## GIVEN REQUEST
Copy each of the items below word for word.

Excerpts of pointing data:
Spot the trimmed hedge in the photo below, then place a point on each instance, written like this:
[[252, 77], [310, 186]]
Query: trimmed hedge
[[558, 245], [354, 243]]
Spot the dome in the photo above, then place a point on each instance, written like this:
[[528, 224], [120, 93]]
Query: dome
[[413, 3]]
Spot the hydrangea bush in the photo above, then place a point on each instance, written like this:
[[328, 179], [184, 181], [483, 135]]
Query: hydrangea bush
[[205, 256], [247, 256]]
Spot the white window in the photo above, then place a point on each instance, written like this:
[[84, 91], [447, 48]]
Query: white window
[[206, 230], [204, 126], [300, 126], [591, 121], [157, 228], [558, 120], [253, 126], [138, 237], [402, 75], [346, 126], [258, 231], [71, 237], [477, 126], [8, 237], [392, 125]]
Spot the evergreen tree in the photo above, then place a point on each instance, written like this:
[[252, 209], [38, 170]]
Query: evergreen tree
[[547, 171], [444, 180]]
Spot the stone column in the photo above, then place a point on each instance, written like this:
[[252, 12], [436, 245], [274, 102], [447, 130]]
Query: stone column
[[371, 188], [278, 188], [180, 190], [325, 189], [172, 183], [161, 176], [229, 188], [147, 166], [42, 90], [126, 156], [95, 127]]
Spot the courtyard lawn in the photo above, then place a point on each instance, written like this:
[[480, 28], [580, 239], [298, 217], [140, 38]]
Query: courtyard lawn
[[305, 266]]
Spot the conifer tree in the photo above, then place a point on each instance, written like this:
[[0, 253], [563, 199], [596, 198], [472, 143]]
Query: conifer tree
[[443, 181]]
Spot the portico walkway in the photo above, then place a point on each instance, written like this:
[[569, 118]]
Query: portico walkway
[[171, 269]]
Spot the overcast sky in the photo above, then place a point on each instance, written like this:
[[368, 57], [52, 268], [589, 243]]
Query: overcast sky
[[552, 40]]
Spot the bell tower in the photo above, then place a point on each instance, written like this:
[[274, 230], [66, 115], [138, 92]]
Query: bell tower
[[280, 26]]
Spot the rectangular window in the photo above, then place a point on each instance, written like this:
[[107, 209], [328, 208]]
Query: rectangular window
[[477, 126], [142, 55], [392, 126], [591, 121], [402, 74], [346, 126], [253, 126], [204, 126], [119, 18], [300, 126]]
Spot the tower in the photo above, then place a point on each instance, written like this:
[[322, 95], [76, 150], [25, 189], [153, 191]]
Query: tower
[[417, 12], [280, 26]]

## RESULT FOR THIS TASK
Spot the trimmed hedge in the photo below, then place a point on each instance, written like this:
[[252, 77], [310, 186]]
Query: trimmed hedge
[[558, 245], [354, 243]]
Spot the dome in the photo above, then place a point on each instance, written like this:
[[528, 224], [120, 93]]
Query: dome
[[413, 3]]
Spot the hydrangea bush in the photo above, then place a point on each instance, written like this:
[[328, 179], [184, 181], [483, 135]]
Query: hydrangea bush
[[205, 256], [247, 256]]
Spot the white window in the photo above, then place a point on each instance, written like this:
[[84, 91], [447, 48]]
Query: white window
[[206, 230], [204, 126], [300, 126], [591, 121], [157, 228], [558, 120], [253, 126], [138, 237], [402, 75], [346, 126], [258, 231], [71, 237], [477, 126], [8, 237], [392, 125]]
Spot the evergreen tree in the photo above, then place a point on each instance, written like this:
[[252, 209], [38, 170]]
Query: evergreen tree
[[547, 171], [444, 180]]
Spot the stone column in the photo above, then place a point on each instance, written like this:
[[252, 12], [436, 245], [274, 102], [447, 130]]
Query: stone column
[[371, 188], [278, 188], [180, 190], [325, 189], [172, 183], [161, 176], [229, 188], [147, 166], [42, 90], [126, 156], [95, 127]]
Spot the courtyard lawn in the photo above, then place a point on each instance, written like this:
[[480, 28], [580, 239], [298, 217], [140, 38]]
Query: courtyard lawn
[[305, 266]]
Spot the conifer tree in the photo above, then place a point on each instance, written like this:
[[0, 253], [563, 199], [596, 198], [472, 143]]
Query: conifer tree
[[443, 181]]
Spot the portico walkway in the photo above, then place a point on each instance, written like this:
[[569, 118]]
Query: portico walkway
[[171, 269]]
Spot the overcast sky in the photo above, then place a point on each instance, written like this:
[[368, 57], [52, 268], [589, 243]]
Query: overcast sky
[[552, 40]]
Spot the bell tower in the photo above, then place a point on each instance, written like this:
[[274, 230], [66, 115], [138, 92]]
Query: bell tower
[[280, 26]]
Spot the rectangular window in the photo above, then place a point on each instance, written like this:
[[107, 209], [328, 208]]
Query: rectangular window
[[477, 126], [142, 55], [392, 126], [591, 121], [402, 74], [346, 126], [253, 126], [204, 126], [119, 18], [300, 126]]
Spot the tower in the photo above, then place a point on each instance, written like this:
[[322, 95], [76, 150], [25, 189], [153, 191]]
Query: tower
[[417, 12], [280, 26]]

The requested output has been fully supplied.